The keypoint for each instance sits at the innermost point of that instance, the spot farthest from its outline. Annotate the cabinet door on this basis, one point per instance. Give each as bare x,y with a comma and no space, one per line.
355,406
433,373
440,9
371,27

--

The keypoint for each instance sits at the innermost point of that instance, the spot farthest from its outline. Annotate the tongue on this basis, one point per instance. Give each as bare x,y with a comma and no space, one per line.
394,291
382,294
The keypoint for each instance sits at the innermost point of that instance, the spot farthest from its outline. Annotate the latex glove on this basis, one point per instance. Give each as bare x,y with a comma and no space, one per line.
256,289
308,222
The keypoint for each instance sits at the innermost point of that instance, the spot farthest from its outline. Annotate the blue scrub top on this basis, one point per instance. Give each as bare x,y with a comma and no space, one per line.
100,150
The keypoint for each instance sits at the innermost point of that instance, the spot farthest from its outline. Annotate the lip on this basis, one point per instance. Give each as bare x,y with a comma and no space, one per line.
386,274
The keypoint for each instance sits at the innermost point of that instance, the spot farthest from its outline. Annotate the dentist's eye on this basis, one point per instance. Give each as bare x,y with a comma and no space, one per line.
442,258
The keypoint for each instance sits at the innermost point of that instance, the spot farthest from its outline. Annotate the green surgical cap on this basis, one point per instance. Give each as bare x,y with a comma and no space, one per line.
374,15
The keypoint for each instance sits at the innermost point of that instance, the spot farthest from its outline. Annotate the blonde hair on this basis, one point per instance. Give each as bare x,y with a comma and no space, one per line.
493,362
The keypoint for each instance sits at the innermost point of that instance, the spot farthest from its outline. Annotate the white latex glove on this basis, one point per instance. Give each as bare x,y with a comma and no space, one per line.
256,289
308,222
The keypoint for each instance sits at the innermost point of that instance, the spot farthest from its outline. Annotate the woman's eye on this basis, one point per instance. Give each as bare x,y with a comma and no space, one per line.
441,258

---

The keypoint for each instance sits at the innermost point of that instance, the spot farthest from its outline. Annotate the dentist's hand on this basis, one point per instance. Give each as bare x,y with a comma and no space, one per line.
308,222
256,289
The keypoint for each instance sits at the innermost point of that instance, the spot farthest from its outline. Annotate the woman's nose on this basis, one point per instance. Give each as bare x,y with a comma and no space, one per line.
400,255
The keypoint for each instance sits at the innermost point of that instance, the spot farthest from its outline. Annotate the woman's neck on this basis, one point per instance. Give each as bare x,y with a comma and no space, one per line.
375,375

◆ **WRITTEN REQUEST**
Find every line in the data that contains the word "dentist" and copy each such line in full.

◆ **EXERCISE OUTPUT**
The keypoint for each instance sits at the innermost point of that instance, the spot farthest from its outline. Annotate the dentist's eye on this basis, one point per instance. Give each as bare x,y with a comma and no space, one per line.
The keypoint for each instance sits at the innermost point of that instance, the spot farthest from its outline. Annotate the dentist's hand on this basis, one point per instance. Give each as bare x,y with a comma and no space, one per line.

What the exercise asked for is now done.